EXERCISE TASK -> Render every line of the records below as a JSON list of strings, one string per line, omitting blank lines.

ENTRIES PROVIDED ->
** START **

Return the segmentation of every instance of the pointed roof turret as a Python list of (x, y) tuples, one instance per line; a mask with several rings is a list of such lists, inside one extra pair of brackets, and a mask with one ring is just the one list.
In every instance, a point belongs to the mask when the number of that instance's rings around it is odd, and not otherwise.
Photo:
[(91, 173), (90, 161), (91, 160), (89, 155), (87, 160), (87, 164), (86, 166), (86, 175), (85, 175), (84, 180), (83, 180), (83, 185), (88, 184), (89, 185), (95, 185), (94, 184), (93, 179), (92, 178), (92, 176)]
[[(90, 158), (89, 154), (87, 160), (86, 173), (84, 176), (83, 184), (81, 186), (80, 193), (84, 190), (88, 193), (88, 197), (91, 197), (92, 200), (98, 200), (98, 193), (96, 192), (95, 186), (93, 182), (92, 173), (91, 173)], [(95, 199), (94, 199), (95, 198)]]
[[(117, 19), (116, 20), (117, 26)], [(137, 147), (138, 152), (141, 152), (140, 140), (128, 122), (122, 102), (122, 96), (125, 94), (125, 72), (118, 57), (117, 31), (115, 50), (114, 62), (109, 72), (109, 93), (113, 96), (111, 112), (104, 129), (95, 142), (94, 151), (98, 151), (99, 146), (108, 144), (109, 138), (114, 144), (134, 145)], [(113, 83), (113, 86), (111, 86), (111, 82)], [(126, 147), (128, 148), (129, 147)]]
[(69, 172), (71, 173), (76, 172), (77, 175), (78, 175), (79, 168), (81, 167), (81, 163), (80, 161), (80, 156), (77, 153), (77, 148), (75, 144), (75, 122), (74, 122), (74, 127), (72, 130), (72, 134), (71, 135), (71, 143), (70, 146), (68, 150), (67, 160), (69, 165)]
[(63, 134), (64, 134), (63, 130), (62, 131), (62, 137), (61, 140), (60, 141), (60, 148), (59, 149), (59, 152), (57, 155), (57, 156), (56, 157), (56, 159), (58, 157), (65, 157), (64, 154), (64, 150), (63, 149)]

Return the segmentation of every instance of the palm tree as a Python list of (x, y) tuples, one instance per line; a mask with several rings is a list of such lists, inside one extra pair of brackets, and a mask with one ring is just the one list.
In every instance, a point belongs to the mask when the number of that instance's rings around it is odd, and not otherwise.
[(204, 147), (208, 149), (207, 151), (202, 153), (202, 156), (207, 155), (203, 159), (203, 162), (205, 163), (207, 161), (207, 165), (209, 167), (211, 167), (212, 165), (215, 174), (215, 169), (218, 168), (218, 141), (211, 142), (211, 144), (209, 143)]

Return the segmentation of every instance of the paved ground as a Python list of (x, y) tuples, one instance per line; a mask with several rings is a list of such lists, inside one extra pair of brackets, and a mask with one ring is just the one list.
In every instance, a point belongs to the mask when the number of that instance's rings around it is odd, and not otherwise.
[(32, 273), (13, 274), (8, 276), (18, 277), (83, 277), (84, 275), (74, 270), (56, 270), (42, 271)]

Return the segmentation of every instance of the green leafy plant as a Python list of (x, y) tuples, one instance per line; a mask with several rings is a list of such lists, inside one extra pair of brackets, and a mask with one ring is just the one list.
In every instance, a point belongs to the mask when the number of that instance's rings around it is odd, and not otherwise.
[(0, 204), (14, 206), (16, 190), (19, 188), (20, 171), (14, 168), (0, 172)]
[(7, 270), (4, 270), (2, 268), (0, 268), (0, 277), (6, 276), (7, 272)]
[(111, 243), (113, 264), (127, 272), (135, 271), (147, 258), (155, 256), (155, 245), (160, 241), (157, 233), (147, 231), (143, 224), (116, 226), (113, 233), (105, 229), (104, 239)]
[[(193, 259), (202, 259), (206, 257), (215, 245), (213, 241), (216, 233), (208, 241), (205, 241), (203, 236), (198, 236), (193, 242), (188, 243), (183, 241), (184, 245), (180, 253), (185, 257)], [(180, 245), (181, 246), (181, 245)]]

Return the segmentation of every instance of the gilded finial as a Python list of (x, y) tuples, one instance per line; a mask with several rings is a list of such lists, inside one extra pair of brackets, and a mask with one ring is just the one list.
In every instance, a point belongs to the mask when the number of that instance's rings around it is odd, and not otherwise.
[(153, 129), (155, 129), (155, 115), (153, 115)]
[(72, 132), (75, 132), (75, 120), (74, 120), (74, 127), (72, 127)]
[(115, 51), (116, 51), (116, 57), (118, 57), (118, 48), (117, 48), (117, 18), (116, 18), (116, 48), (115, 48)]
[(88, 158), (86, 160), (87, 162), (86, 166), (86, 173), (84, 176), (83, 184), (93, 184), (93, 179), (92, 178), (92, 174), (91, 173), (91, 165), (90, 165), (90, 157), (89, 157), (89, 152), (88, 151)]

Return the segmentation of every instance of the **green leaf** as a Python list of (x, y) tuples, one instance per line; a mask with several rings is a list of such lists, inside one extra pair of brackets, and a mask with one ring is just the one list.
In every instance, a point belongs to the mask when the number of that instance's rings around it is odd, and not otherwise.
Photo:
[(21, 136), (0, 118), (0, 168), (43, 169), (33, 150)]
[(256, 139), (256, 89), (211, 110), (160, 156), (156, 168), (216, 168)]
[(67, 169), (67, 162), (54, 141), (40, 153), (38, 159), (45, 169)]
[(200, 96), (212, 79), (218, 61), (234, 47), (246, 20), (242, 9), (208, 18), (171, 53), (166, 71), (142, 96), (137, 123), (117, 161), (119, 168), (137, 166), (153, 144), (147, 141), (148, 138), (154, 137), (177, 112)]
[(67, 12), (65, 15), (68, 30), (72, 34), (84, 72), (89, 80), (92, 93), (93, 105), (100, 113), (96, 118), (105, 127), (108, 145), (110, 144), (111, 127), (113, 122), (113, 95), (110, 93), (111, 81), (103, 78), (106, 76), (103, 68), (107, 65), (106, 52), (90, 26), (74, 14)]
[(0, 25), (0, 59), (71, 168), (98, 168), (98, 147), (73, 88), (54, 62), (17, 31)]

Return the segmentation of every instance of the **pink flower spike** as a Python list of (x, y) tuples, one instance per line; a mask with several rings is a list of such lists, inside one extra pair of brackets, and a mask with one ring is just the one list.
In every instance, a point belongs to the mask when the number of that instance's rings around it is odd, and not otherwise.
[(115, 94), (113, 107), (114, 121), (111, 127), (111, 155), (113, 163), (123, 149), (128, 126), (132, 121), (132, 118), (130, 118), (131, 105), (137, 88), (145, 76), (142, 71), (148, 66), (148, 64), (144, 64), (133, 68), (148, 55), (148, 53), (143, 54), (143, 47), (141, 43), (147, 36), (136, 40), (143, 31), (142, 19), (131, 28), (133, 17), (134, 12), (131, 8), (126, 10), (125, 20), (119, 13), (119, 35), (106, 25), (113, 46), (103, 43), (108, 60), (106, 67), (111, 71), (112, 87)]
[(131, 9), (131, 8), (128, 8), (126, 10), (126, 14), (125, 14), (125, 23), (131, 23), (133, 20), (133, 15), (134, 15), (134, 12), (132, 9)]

** END **

OUTPUT FOR THIS TASK ->
[
  "Return the segmentation of every instance of the pointed roof turret as a Python list of (x, y) tuples, one instance per line; a mask with several rings is a list of such lists, inside one extra pair of brackets, and a mask with one ring is just the one list.",
  "In every instance, a point belongs to the mask when the number of that instance's rings around it is odd, and not otherwise.",
  "Photo:",
  "[(91, 173), (90, 161), (91, 160), (89, 155), (87, 160), (87, 164), (86, 166), (86, 175), (85, 175), (84, 180), (83, 180), (83, 185), (88, 184), (89, 185), (95, 185), (94, 184), (93, 179), (92, 178), (92, 176)]",
  "[[(90, 158), (89, 154), (87, 160), (86, 173), (84, 176), (83, 184), (81, 186), (80, 193), (84, 190), (88, 193), (88, 197), (91, 197), (92, 200), (98, 200), (98, 193), (96, 192), (95, 186), (93, 182), (92, 173), (91, 173)], [(95, 199), (94, 199), (95, 198)]]",
  "[[(117, 19), (116, 20), (117, 26)], [(137, 147), (138, 152), (141, 152), (140, 140), (128, 122), (122, 102), (122, 96), (125, 94), (125, 72), (118, 57), (117, 31), (115, 50), (114, 62), (109, 72), (109, 93), (113, 96), (111, 112), (104, 129), (95, 142), (94, 151), (98, 151), (99, 146), (108, 144), (109, 138), (114, 144), (134, 145)], [(113, 83), (113, 86), (111, 86), (111, 82)], [(126, 147), (128, 148), (129, 147)]]",
  "[(69, 172), (71, 173), (76, 172), (77, 175), (78, 175), (79, 168), (81, 167), (81, 163), (80, 161), (80, 156), (77, 153), (77, 148), (75, 144), (75, 122), (74, 122), (74, 127), (72, 130), (72, 134), (71, 135), (71, 143), (70, 146), (68, 150), (67, 160), (69, 165)]",
  "[(63, 134), (64, 134), (63, 130), (62, 131), (62, 137), (61, 140), (60, 141), (60, 148), (59, 149), (59, 152), (57, 155), (57, 156), (56, 157), (56, 159), (58, 157), (65, 157), (64, 154), (64, 150), (63, 149)]",
  "Return the segmentation of every instance of the palm tree as a Python list of (x, y) tuples, one instance per line; a mask with several rings is a list of such lists, inside one extra pair of brackets, and a mask with one ring is just the one list.",
  "In every instance, a point belongs to the mask when the number of that instance's rings around it is odd, and not otherwise.",
  "[(204, 147), (208, 149), (207, 151), (202, 153), (202, 156), (207, 155), (203, 159), (203, 162), (205, 163), (207, 161), (207, 165), (209, 167), (211, 167), (212, 165), (215, 174), (215, 169), (218, 168), (218, 141), (211, 142), (211, 144), (209, 143)]",
  "Return the segmentation of every instance of the paved ground as a Python list of (x, y) tuples, one instance per line; a mask with several rings is a list of such lists, inside one extra pair of brackets, and a mask with one ring is just the one list.",
  "In every instance, a point belongs to the mask when the number of that instance's rings around it is odd, and not otherwise.",
  "[(32, 273), (13, 274), (8, 276), (18, 277), (83, 277), (84, 275), (74, 270), (56, 270), (42, 271)]",
  "Return the segmentation of every instance of the green leafy plant as a Python list of (x, y) tuples, one instance per line; a mask with several rings is a list of such lists, inside one extra pair of brackets, and a mask with one ring is just the one list.",
  "In every instance, a point belongs to the mask when the number of that instance's rings around it is odd, and not otherwise.",
  "[(0, 204), (14, 206), (16, 190), (19, 188), (20, 171), (14, 168), (0, 172)]",
  "[(7, 270), (4, 270), (2, 268), (0, 268), (0, 277), (6, 276), (7, 272)]",
  "[(111, 243), (113, 264), (127, 272), (135, 271), (147, 258), (155, 256), (155, 245), (160, 241), (157, 233), (147, 231), (143, 224), (116, 226), (113, 233), (105, 229), (104, 239)]",
  "[[(193, 259), (202, 259), (206, 257), (215, 245), (213, 241), (216, 233), (208, 241), (205, 241), (203, 236), (198, 236), (193, 242), (188, 243), (183, 241), (184, 245), (180, 253), (185, 257)], [(180, 245), (181, 246), (181, 245)]]",
  "Return the segmentation of every instance of the gilded finial as a Python list of (x, y) tuples, one instance per line; a mask with several rings is a list of such lists, inside one extra pair of brackets, and a mask with one ring is just the one list.",
  "In every instance, a point belongs to the mask when the number of that instance's rings around it is odd, and not otherwise.",
  "[(153, 129), (155, 129), (155, 115), (153, 115)]",
  "[(72, 132), (75, 132), (75, 120), (74, 120), (74, 127), (72, 127)]",
  "[(115, 51), (116, 51), (116, 57), (118, 57), (118, 48), (117, 48), (117, 18), (116, 18), (116, 48), (115, 48)]",
  "[(88, 158), (86, 160), (87, 162), (86, 166), (86, 173), (84, 176), (83, 184), (93, 184), (93, 179), (92, 178), (92, 174), (91, 173), (91, 165), (90, 165), (90, 157), (89, 157), (89, 152), (88, 151)]",
  "Return the segmentation of every instance of the **green leaf** as a Python list of (x, y) tuples, one instance per line; a mask with several rings is a list of such lists, inside one extra pair of brackets, and a mask with one ring is just the one list.",
  "In every instance, a point belongs to the mask when the number of that instance's rings around it is odd, and not otherwise.",
  "Photo:",
  "[(21, 136), (0, 118), (0, 168), (43, 169), (33, 150)]",
  "[(256, 139), (256, 89), (211, 110), (160, 156), (156, 168), (216, 168)]",
  "[(67, 169), (67, 162), (54, 141), (40, 153), (38, 159), (45, 169)]",
  "[(200, 96), (212, 79), (218, 61), (234, 47), (246, 20), (242, 9), (208, 18), (171, 53), (166, 71), (142, 96), (137, 123), (117, 161), (119, 168), (137, 166), (153, 144), (147, 141), (148, 138), (154, 137), (177, 112)]",
  "[(67, 12), (65, 15), (68, 30), (72, 34), (84, 72), (89, 80), (92, 93), (93, 105), (100, 113), (96, 118), (105, 127), (108, 145), (110, 144), (111, 127), (113, 122), (113, 95), (110, 93), (111, 81), (103, 78), (106, 76), (103, 68), (107, 65), (106, 52), (90, 26), (74, 14)]",
  "[(0, 25), (0, 59), (71, 168), (98, 168), (98, 147), (73, 88), (54, 62), (17, 31)]",
  "Return the segmentation of every instance of the **pink flower spike** as a Python list of (x, y) tuples, one instance per line; a mask with several rings is a list of such lists, inside one extra pair of brackets, and a mask with one ring is just the one list.",
  "In every instance, a point belongs to the mask when the number of that instance's rings around it is odd, and not otherwise.",
  "[(115, 94), (113, 107), (114, 121), (111, 127), (111, 155), (113, 163), (123, 149), (128, 126), (132, 121), (132, 118), (130, 118), (131, 105), (137, 88), (145, 76), (142, 71), (148, 66), (148, 64), (144, 64), (133, 68), (148, 55), (148, 53), (143, 54), (143, 47), (141, 43), (147, 36), (136, 40), (143, 31), (142, 19), (131, 28), (133, 17), (134, 12), (131, 8), (126, 10), (125, 20), (119, 13), (119, 35), (106, 25), (113, 46), (103, 43), (108, 60), (106, 67), (111, 71), (112, 87)]",
  "[(131, 9), (131, 8), (128, 8), (126, 10), (126, 14), (125, 14), (125, 23), (131, 23), (133, 20), (133, 15), (134, 15), (134, 12), (132, 9)]"
]